• Passage to read
# Which graphics card to use with Lightroom 6.14, Windows 10



## XEyedBear (Jun 25, 2008)

Apologies if this question has previously been adequately addressed in this forum – my ability to specify an effective search argument is obviously inadequate.

I’m searching for a better performing graphics card for use with LR 6.14 under Win 10. I currently have a rather old Nvidia GTX 645. I want to keep below about 85W TDP but I want good G2D performance and a card that is DX 12 or GL 3.5 at least compliant, so that I can utilise the minimal GPU acceleration capability in the Develop module of this older version of LR. I don’t think I need more than 2 GB of graphics RAM. The rest of my hardware is current generation.

The problem I am having in choosing a suitable card is that there is almost no information on the G2D performance of graphics cards, but plenty of comparative information on G3D, which I believe is irrelevant when using LR 6 (correct me if I am wrong). Not only that but I read elsewhere that modern very high performing cards actually have quite poor performance on G2D, possibly worse than my GTX 645.

Any opinions?


----------



## Corday (Mar 3, 2010)

Please post your system specs because to make a recommendation, compatibility must be taken into consideration.


----------



## XEyedBear (Jun 25, 2008)

AS requested, system specs are:

Mobo: Asus Prime H370-A
CPU: Intel i3-8100 3.6 Ghz
RAM: 2 x8 GB Corsair 2400 Mhz DDR4
System drive: Crucial MX500 SSD
Main LR Catalog and images drive: 500 GB WD Blue 3D NAND SSD M2.2280; content replicated daily to:
Working and backup data drive: 2 x 1TB 7200 rpm Seagate SATA 6 drives in RAID 1
Graphics card: Nvidia GTX 645
Monitor: Samsung LCD 1900 x 1200, DVI
Power Supply 550W
External backup:: 2 separate 2TB 7200 rpm Seagate drives, USB3,; used for weekly Raid 1 drive replication; one always off-site, rotated monthly
Also 1 x 1 TB Iomega HMNHD, external enclosure , on LAN
Also 1 x 500 GB Iomega HDD, USB 2.0 for non-critical video backups 



System running Win 10 Home 64 bit, version 1903


----------



## bassfisher6522 (Jul 22, 2012)

Have you checked Lightrooms support page for system specs......
https://helpx.adobe.com/lightroom-cc/system-requirements.html?promoid=2K4PCHD1&mv=other


----------



## XEyedBear (Jun 25, 2008)

bassfisher6522 said:


> Have you checked Lightrooms support page for system specs......

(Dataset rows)

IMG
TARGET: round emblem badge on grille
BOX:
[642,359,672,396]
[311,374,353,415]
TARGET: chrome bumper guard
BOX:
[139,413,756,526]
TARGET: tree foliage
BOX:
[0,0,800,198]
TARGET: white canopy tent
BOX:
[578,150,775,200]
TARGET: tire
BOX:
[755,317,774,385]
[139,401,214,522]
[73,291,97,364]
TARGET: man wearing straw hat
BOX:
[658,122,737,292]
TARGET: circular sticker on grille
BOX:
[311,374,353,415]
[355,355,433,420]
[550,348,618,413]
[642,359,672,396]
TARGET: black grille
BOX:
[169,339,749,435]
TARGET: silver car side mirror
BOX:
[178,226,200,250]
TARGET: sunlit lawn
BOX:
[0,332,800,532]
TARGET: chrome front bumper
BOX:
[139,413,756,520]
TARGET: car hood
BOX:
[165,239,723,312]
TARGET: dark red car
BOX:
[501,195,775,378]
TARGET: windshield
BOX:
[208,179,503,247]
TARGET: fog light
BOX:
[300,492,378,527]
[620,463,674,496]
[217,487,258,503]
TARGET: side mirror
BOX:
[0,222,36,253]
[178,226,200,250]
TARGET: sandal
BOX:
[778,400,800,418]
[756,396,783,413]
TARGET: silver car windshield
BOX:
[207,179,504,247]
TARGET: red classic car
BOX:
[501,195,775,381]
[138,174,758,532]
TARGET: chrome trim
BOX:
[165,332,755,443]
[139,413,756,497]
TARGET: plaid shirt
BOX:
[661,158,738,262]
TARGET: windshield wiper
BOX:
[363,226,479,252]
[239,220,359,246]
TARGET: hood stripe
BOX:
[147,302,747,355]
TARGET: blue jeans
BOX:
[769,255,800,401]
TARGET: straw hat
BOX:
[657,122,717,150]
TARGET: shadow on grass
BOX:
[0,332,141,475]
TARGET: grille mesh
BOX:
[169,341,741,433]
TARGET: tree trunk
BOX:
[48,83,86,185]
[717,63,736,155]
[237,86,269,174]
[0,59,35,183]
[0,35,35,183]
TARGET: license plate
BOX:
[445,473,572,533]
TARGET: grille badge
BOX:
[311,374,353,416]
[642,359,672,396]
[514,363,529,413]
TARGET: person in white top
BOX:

• What you will do
Write the next part of the forum thread about choosing a graphics card for Lightroom 6.14, starting right after its final line. The entries come from a separate source.

• Written reply
> https://helpx.adobe.com/lightroom-cc/system-requirements.html?promoid=2K4PCHD1&mv=other


Yes, of course, it was my first stop in searching for the optimum replacement. Their article makes no reference to 2D performance and is specific only to the latest version of LightRoom. Where there are G2D performance figures for the ranges of graphics cards suggested by Adobe those figures appear to show less ability than the card I currently have.

In short, the referenced Adobe statement creates the problem stated in my post rather than solving it.


----------



## Corday (Mar 3, 2010)

You could "play around" with this: https://www.videocardbenchmark.net/ I'm not sure enough people care about two dimensional results from a card, since the on-board system provides what most consider ample.


----------



## XEyedBear (Jun 25, 2008)

Corday said:


> You could "play around" with this: https://www.videocardbenchmark.net/ I'm not sure enough people care about two dimensional results from a card, since the on-board system provides what most consider ample.


yep: that's the issue: not enough people care about 2D results, especially the manufacturers. As a result the 2D performance I experience is not quite adequate in my system, especially when using the adjustment brush - there can be a 1 to 2 second delay in the brush effects being shown.

As I said originally : "there is almost no information on the G2D performance of graphics cards, but plenty of comparative information on G3D"; the url you have pointed me to seems to just about the most guilty, in terms of graphics card 2D performance data I have so far found in about a week's worth of intense searching.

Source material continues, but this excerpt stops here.